RECORDS
----------

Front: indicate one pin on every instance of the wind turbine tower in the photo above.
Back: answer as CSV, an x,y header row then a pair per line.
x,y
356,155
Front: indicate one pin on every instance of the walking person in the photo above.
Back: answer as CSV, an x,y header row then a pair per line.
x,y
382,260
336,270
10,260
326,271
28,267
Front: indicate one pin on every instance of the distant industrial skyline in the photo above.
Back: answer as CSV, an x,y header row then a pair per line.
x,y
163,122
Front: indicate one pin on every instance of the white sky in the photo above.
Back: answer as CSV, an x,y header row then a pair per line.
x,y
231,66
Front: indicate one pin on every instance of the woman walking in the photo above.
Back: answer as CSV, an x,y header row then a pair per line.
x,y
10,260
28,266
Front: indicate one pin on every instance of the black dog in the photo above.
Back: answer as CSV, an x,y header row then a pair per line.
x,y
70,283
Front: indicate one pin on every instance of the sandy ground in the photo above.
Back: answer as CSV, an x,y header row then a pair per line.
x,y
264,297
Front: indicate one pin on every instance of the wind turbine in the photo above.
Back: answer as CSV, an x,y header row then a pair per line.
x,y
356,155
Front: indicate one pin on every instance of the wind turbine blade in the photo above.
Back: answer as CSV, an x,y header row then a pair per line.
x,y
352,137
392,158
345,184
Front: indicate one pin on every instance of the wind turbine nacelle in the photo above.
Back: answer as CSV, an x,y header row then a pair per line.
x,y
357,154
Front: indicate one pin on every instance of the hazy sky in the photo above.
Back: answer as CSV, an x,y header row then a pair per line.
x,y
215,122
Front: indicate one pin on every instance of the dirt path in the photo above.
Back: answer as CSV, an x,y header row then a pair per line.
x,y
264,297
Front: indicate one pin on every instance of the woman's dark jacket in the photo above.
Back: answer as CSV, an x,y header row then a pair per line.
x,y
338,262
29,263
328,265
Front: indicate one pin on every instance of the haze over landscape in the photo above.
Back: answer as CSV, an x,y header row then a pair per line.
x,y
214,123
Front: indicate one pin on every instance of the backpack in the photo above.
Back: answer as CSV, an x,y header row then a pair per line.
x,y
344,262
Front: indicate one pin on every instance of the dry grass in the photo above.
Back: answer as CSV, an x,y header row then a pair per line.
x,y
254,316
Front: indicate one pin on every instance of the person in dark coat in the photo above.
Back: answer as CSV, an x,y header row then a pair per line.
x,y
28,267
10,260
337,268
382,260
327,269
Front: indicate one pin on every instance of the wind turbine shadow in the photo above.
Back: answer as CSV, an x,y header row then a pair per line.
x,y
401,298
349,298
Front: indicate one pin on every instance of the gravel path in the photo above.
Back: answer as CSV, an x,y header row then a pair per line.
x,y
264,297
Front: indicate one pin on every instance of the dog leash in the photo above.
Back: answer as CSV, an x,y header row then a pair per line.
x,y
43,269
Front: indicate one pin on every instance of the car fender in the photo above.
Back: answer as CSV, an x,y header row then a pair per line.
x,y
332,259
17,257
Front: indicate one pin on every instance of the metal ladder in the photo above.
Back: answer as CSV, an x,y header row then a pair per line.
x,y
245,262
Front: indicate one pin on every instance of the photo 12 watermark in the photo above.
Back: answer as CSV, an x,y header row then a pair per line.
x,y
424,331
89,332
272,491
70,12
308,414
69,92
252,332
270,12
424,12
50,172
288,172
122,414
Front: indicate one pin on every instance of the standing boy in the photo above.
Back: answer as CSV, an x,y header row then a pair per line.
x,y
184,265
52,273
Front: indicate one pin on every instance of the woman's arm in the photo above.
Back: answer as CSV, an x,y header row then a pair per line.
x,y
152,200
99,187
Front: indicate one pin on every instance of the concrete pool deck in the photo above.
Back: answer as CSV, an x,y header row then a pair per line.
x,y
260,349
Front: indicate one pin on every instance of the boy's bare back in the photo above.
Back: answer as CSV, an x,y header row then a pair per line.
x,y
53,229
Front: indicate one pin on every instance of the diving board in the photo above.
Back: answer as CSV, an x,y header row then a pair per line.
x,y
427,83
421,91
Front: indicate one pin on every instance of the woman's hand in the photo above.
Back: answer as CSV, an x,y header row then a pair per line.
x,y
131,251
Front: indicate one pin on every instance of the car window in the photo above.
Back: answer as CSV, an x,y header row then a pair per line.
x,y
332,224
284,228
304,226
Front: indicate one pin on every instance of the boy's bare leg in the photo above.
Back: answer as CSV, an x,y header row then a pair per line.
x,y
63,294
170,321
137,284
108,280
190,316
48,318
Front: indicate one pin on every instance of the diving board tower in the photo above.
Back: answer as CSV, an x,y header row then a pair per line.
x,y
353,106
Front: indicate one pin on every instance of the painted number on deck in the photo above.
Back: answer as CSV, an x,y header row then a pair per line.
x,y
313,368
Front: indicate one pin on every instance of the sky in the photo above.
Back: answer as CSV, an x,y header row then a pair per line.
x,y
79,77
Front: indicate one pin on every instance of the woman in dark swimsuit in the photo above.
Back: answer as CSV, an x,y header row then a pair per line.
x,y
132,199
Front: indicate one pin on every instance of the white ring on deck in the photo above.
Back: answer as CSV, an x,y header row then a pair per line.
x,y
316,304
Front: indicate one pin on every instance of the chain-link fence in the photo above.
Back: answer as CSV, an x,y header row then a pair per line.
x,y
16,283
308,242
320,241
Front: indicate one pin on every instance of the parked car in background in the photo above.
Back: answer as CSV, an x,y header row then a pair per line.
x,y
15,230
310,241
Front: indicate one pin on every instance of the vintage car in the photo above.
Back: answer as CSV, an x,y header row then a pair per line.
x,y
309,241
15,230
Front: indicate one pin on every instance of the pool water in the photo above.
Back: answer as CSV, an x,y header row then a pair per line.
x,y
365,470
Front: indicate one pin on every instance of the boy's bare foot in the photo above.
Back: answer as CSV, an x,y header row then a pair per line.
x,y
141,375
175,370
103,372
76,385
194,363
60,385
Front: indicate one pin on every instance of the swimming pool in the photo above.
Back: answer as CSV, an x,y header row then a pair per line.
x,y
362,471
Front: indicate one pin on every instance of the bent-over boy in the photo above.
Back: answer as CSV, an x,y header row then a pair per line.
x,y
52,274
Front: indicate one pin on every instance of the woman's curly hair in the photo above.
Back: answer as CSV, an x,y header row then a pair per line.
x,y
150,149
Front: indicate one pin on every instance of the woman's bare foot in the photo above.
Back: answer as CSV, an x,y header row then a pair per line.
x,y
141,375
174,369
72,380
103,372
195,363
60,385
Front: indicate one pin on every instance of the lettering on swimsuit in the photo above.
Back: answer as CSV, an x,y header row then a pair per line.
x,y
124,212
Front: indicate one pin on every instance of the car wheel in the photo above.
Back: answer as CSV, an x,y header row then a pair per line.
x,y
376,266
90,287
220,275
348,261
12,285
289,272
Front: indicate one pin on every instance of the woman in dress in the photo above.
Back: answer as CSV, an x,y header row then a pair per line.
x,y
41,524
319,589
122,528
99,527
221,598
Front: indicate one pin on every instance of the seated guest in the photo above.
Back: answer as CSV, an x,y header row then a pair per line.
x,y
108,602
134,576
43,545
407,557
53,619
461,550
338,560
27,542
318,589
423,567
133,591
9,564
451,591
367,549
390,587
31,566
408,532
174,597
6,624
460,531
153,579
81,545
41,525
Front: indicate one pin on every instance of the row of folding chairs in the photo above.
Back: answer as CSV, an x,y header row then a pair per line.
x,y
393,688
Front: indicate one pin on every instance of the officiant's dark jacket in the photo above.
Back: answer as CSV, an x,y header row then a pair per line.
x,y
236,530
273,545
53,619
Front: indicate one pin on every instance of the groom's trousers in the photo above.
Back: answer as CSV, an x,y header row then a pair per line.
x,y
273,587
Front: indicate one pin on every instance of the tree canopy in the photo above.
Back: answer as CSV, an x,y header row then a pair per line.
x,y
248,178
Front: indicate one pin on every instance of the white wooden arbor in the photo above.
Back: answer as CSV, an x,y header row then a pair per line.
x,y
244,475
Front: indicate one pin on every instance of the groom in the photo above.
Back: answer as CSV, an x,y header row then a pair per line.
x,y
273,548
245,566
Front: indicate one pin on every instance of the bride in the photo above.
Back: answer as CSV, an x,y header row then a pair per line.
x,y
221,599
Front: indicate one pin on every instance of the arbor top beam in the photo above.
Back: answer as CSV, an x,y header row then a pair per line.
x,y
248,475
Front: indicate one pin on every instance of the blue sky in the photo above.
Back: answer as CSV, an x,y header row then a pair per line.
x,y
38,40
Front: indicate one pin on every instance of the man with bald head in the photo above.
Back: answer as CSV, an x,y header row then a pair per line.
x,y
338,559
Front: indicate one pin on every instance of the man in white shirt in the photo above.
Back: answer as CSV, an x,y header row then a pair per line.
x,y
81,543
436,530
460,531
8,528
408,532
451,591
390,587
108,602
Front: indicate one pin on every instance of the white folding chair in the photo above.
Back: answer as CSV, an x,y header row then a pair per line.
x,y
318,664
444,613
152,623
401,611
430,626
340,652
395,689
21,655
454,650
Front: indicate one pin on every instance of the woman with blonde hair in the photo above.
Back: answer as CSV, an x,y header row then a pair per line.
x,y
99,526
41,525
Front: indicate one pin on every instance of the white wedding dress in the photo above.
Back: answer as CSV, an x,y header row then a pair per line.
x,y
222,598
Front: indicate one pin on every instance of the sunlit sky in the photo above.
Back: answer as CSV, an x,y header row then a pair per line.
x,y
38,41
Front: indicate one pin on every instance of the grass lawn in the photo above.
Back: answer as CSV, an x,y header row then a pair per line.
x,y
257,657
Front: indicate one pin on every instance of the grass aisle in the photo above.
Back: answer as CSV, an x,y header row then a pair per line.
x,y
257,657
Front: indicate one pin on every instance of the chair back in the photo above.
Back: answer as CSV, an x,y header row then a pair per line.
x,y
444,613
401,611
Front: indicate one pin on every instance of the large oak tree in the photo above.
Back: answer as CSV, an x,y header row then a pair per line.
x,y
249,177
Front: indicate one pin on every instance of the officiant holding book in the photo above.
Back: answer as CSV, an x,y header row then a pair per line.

----------

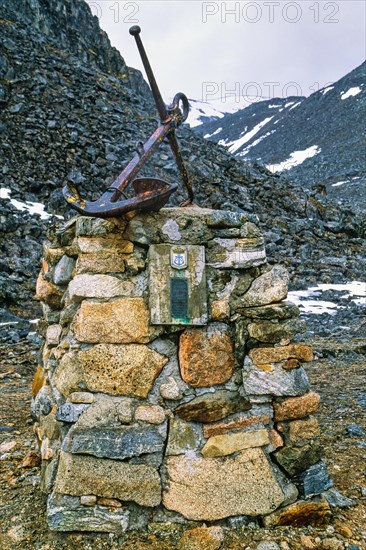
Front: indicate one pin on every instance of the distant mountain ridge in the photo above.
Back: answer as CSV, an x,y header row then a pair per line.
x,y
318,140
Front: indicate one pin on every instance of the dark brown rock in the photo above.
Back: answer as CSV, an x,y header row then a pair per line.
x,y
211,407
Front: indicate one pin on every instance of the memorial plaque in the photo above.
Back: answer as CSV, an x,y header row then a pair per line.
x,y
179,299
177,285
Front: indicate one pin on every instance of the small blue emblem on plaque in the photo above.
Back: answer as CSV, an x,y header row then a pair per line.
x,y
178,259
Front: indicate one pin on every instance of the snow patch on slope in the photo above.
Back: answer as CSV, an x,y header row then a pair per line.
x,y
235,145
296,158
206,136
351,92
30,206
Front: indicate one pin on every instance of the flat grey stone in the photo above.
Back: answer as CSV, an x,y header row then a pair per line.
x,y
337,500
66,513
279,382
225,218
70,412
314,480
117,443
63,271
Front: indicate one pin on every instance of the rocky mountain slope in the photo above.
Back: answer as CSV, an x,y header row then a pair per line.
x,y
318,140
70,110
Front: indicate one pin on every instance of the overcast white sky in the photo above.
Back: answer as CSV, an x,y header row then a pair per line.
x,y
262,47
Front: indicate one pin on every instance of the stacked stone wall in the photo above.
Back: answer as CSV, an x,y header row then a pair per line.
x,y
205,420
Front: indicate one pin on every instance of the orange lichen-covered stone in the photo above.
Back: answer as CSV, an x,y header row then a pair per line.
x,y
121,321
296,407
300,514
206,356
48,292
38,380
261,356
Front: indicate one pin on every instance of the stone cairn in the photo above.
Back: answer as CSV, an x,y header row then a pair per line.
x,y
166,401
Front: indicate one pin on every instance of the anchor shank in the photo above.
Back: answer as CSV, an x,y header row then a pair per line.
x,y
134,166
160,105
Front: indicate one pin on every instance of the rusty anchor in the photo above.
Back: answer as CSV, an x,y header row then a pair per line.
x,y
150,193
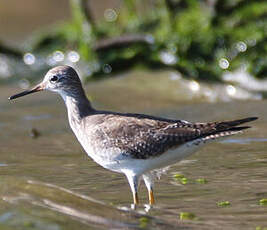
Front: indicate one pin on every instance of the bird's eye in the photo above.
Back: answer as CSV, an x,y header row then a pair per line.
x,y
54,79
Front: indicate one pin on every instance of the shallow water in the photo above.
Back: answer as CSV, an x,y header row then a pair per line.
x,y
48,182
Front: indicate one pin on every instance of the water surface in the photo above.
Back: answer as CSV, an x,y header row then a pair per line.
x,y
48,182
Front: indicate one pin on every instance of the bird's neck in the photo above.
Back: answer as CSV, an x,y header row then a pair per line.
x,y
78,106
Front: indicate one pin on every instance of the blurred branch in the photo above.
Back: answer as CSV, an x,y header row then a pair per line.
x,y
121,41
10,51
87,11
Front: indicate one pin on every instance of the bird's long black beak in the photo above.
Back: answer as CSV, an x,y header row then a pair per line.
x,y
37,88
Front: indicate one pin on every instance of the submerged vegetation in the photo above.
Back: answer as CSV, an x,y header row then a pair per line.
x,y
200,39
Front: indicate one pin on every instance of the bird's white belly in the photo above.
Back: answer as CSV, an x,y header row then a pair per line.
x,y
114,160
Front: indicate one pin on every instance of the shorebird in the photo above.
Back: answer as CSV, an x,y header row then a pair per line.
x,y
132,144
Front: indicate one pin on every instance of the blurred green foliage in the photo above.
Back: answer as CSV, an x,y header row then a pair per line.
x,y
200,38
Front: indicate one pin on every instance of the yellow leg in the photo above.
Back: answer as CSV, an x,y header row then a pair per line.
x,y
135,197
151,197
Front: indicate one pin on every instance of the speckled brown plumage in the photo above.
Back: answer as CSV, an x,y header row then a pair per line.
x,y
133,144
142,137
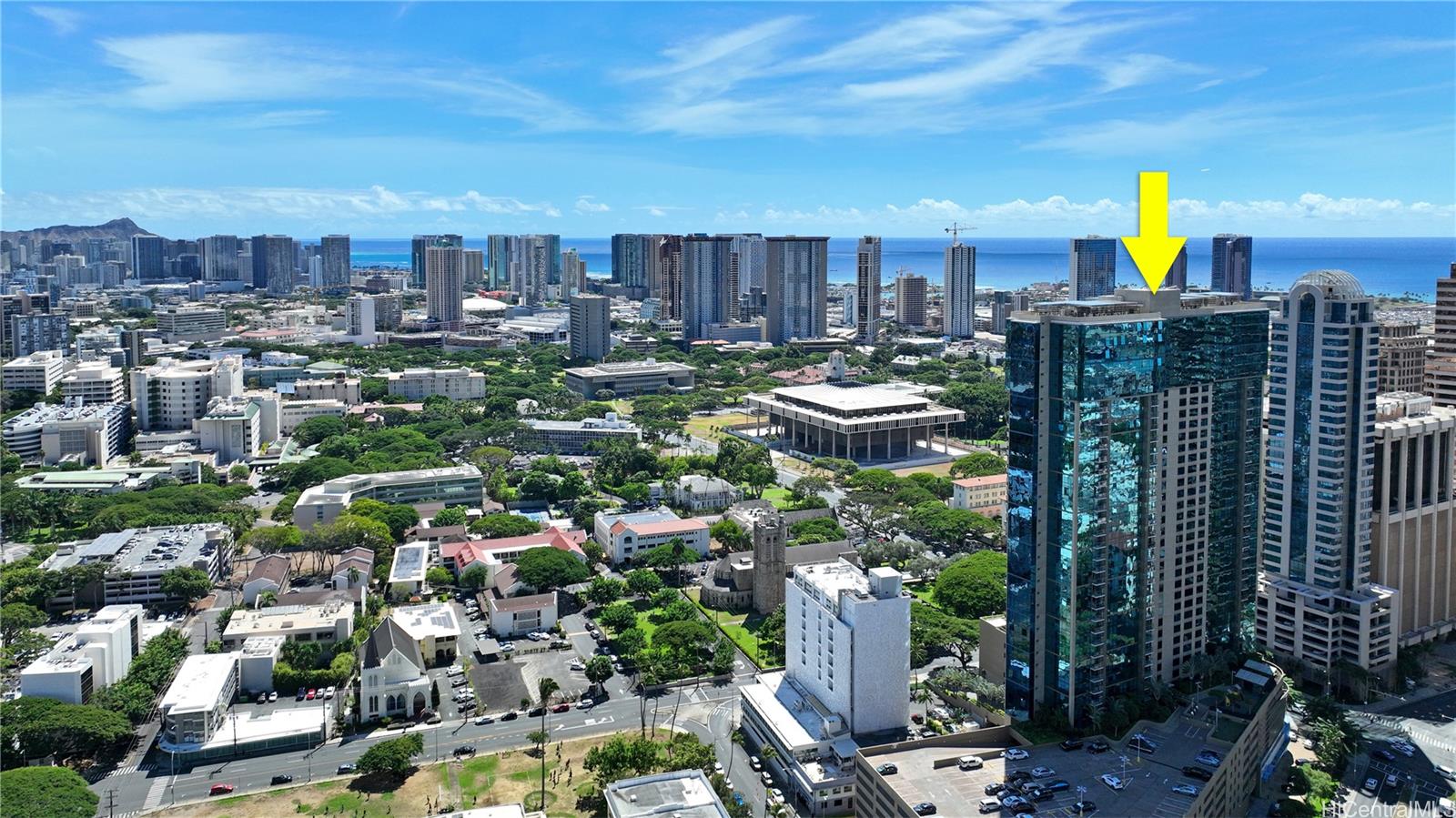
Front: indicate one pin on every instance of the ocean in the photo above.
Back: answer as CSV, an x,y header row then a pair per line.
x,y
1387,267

----------

AIM OF THE EXERCISE
How many lines in these entries hold the string "black"? Answer with the number alone.

RESPONSE AREA
2